[CONSIGNE A]
Répondez à ces questions à l'aide de l'extrait sur les verriers du Rouergue :
(i) Vers quelle date et dans quelle région la canne à souffler a-t-elle été inventée ?
(ii) Quel nom les verriers vénitiens donnèrent-ils au verre clair découvert au XVe siècle ?
(iii) Quel est le premier verrier du Rouergue mentionné par écrit, et où exerçait-il en 1468 ?

[EXTRAIT DU TEXTE]

——————————

Panorama des verriers et verreries du Rouergue

16 Janvier 2011 , Rédigé par Dominique Guibert Publié dans #Histoire locale

Avertissement : toute reproduction partielle ou complète de cet article à des fins de publication, par quelque moyen que ce soit, presse ou internet, est soumise à l’autorisation de l’auteur.

 

Les plus anciens verres fabriqués par l’homme datent d’environ 5000 ans et ont été produits par les civilisations mésopotamienne et égyptienne. C’étaient de petits objets obtenus par moulage autour d’un noyau d’argile.

 

L’invention de la canne à souffler, vers 250 avant J.-C. au Moyen-Orient, révolutionna l’utilisation de cette matière. Les romains importèrent la technique en Europe.

 

Les premiers objets de verre trouvés dans notre région proviennent essentiellement de sites archéologiques de la période gallo-romaine : essentiellement des petites fioles et menus objets à paroi très mince et colorée. Avec l’effondrement de l’Empire romain, le verre semble disparaître de la vie quotidienne.

 

A l’exception des vitraux, le verre fut quasi absent du haut Moyen-Age. Les premières verreries du midi de la France firennt leur apparition à la fin du Moyen-Age. Les verriers vénitiens découvrirent au XVe siècle le verre clair qu’ils appelèrent cristallo. Des verriers italiens émigrèrent en France où ils transmirent leur savoir.

 

L’atelier verrier de l’Aubrac (lieu-dit la Verrière, commune de Saint-Chély-d’Aubrac), qui a fait l’objet de fouilles archéologiques il y a une quinzaine d’années, a révélé une production de verre creux du XIVe siècle (1). La première mention écrite d’un verrier en Rouergue est celle de Nicolas Pierrenh, exerçant à Auzits en 1468. Au siècle suivant, les archives nous livrent les noms des premières familles connues de gentilshommes verriers qui exercèrent leur art sur notre territoire. Elles ont pour nom : Filiquier, Bournhol, Aigrefeuille, Colom ou Coulon et la Roque.

——————————

[ENTRÉES À TRAITER]
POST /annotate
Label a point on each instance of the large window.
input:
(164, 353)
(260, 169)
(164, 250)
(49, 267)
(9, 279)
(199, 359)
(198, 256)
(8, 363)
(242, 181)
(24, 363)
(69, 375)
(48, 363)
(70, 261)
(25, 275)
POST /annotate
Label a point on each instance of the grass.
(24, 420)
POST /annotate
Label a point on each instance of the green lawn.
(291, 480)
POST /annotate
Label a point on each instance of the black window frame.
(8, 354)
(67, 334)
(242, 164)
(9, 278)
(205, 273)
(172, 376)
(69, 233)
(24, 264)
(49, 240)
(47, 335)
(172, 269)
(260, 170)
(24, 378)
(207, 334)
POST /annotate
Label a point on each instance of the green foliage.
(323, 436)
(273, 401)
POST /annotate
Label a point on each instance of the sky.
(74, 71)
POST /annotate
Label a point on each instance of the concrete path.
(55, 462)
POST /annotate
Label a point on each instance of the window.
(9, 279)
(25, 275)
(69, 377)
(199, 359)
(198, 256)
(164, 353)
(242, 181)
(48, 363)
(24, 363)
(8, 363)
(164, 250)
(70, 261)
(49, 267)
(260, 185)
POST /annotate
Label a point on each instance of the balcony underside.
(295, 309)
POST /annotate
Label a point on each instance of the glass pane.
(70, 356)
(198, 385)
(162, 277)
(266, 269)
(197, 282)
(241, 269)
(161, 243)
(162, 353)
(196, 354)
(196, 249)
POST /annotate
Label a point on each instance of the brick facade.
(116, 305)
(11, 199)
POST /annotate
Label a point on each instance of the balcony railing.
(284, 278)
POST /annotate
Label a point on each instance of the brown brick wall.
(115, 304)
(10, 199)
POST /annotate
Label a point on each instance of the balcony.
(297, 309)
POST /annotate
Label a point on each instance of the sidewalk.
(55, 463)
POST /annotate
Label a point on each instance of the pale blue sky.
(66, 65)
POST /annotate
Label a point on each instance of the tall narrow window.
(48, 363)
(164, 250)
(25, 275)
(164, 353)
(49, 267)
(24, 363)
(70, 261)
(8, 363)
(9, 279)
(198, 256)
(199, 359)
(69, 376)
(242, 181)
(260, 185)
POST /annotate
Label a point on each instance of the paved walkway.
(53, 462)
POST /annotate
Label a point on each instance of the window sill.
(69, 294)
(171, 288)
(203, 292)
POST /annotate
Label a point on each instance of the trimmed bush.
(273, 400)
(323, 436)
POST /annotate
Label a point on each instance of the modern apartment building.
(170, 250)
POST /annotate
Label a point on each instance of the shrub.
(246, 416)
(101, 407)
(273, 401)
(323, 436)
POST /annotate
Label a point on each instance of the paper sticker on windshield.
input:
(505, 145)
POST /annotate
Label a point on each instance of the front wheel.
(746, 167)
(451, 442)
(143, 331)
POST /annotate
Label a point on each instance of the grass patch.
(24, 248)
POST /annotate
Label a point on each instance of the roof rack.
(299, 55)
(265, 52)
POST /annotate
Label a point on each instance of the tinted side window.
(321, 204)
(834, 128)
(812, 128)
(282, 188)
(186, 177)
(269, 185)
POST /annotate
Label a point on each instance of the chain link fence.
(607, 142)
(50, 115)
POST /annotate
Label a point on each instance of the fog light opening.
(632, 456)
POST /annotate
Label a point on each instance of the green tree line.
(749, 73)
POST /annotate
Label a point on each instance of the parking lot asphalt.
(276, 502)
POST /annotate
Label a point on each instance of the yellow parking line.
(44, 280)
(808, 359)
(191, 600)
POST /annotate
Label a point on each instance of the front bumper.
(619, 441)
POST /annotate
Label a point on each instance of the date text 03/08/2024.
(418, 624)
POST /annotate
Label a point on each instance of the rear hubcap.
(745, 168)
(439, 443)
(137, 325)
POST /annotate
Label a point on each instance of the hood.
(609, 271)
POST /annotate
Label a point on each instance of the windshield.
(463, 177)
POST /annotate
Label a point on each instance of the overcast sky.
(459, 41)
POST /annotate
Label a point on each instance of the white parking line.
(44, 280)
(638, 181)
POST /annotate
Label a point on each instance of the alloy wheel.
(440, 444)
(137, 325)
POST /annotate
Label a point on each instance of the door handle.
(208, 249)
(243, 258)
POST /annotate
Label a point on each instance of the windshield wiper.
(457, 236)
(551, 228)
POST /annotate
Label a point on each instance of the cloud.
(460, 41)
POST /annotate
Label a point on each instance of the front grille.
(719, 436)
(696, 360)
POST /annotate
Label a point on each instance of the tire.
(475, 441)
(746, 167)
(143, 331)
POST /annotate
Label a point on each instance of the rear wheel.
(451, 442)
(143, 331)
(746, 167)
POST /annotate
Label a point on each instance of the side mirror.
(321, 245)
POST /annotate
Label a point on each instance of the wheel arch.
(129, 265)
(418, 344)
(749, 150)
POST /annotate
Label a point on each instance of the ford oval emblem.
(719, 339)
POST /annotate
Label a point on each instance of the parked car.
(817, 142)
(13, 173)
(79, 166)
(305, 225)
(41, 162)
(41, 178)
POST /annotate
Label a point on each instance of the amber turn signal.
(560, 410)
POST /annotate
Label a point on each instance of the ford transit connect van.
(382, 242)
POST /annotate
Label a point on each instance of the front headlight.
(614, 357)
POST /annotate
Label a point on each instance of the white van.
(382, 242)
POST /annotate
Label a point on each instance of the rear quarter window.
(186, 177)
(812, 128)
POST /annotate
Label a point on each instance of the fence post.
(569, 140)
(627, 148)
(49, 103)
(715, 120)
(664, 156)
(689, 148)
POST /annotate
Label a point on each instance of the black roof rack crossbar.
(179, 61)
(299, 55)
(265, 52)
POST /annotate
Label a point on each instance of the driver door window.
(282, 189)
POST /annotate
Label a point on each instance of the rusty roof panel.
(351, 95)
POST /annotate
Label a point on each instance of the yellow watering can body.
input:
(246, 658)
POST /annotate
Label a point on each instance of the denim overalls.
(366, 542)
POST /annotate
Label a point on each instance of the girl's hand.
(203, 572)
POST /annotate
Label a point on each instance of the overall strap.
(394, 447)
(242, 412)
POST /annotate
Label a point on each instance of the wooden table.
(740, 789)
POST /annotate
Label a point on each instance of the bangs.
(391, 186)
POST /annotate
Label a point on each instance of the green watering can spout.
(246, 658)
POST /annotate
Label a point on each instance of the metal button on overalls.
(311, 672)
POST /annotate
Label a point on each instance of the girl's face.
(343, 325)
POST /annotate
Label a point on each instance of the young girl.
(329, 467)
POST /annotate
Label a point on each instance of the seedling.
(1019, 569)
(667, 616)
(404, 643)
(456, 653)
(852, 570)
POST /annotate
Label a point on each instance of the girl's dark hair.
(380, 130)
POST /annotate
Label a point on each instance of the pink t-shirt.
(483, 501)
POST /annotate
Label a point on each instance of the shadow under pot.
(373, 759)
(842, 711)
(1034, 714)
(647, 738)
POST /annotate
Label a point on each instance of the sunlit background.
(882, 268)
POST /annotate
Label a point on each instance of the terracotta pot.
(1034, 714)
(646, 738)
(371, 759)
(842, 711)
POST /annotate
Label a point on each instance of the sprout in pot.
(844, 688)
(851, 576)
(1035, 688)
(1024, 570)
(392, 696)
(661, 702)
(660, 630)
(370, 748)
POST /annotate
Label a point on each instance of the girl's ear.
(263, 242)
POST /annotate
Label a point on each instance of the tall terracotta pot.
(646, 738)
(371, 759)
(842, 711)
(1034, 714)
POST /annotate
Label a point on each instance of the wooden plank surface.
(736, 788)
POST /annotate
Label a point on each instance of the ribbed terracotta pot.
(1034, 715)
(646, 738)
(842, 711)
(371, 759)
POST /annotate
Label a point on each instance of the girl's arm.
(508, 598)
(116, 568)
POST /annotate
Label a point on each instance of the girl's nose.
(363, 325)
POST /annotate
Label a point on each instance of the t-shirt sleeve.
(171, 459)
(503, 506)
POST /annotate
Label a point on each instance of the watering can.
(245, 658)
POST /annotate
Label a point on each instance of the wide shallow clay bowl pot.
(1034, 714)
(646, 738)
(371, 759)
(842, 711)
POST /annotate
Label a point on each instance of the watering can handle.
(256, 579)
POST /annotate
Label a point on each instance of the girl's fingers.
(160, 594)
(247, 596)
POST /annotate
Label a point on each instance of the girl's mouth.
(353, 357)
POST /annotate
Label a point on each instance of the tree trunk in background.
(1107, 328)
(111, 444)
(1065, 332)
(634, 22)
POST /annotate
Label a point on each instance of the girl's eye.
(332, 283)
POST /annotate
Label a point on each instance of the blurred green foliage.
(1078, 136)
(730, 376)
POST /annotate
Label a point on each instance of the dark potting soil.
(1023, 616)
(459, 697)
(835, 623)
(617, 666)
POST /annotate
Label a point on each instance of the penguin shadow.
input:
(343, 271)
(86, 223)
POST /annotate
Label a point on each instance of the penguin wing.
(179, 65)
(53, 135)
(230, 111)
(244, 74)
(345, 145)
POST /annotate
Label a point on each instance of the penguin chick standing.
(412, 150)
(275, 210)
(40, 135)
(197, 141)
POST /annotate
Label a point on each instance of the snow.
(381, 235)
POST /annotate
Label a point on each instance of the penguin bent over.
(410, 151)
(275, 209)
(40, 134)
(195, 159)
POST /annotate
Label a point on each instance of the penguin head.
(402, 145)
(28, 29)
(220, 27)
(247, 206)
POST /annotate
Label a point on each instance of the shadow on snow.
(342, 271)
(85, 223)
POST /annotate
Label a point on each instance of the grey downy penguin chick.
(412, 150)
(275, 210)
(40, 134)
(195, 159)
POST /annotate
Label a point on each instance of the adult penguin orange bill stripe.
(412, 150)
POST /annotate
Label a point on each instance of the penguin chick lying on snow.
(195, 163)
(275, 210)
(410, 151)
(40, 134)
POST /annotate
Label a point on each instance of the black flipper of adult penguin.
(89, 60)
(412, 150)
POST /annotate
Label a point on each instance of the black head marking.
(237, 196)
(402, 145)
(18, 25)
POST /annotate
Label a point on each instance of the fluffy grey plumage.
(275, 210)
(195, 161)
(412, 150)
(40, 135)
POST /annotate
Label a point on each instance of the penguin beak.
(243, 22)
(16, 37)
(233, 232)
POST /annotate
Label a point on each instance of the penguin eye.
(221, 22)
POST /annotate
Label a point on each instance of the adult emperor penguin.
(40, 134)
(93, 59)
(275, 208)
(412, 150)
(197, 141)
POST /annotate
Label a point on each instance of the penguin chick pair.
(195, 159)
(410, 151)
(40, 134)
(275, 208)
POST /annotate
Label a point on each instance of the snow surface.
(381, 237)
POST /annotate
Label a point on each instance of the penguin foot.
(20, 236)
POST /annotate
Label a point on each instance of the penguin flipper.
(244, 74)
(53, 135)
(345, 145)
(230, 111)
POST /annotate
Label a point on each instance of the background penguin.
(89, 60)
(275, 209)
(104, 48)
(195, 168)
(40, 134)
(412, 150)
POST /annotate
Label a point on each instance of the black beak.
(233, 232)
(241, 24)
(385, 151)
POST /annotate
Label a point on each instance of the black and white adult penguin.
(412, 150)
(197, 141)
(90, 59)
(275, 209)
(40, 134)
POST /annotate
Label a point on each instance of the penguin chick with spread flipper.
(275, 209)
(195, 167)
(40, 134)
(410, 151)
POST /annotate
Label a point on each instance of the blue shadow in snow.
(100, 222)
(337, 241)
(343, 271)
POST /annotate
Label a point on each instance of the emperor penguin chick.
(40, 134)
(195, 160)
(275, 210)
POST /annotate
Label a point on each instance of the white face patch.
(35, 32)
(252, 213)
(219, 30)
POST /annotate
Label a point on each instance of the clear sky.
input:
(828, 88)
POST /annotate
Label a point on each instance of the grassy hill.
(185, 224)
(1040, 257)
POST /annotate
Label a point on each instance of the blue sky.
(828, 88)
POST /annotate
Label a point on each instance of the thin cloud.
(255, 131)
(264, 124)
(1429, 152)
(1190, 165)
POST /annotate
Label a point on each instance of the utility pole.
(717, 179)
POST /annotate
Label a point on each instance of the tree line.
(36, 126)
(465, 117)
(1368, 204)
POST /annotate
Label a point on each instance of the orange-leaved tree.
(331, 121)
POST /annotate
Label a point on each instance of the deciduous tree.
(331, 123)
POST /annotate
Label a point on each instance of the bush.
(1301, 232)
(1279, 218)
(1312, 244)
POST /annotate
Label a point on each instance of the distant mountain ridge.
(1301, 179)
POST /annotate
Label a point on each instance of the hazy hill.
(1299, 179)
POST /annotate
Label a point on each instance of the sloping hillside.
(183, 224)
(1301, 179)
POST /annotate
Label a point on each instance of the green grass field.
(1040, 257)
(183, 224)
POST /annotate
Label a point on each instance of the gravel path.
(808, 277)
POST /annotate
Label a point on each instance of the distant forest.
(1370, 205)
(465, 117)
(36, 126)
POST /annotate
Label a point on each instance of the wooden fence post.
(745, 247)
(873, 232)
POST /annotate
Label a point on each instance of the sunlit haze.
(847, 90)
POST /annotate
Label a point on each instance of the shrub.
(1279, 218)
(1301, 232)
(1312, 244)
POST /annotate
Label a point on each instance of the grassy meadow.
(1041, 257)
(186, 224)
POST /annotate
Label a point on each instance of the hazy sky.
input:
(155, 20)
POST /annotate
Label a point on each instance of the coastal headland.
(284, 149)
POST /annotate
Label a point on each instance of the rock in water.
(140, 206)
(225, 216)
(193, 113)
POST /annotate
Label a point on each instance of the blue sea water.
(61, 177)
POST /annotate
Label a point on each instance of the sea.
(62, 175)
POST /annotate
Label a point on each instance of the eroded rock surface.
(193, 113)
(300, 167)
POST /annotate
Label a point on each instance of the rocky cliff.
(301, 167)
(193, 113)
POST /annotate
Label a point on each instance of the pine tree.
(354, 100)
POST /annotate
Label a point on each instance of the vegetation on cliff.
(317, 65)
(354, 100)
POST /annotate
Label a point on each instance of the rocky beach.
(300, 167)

——————————

[CONSIGNE B] Relevez chaque ligne des entrées ci-dessus qui contient la chaîne "grassy".

[RÉPONSE A]
(i) Vers 250 avant J.-C., au Moyen-Orient.
(ii) Cristallo.
(iii) Nicolas Pierrenh, qui exerçait à Auzits.

[RÉPONSE B]
Label a point on each instance of the grassy hill.
Label a point on each instance of the grassy meadow.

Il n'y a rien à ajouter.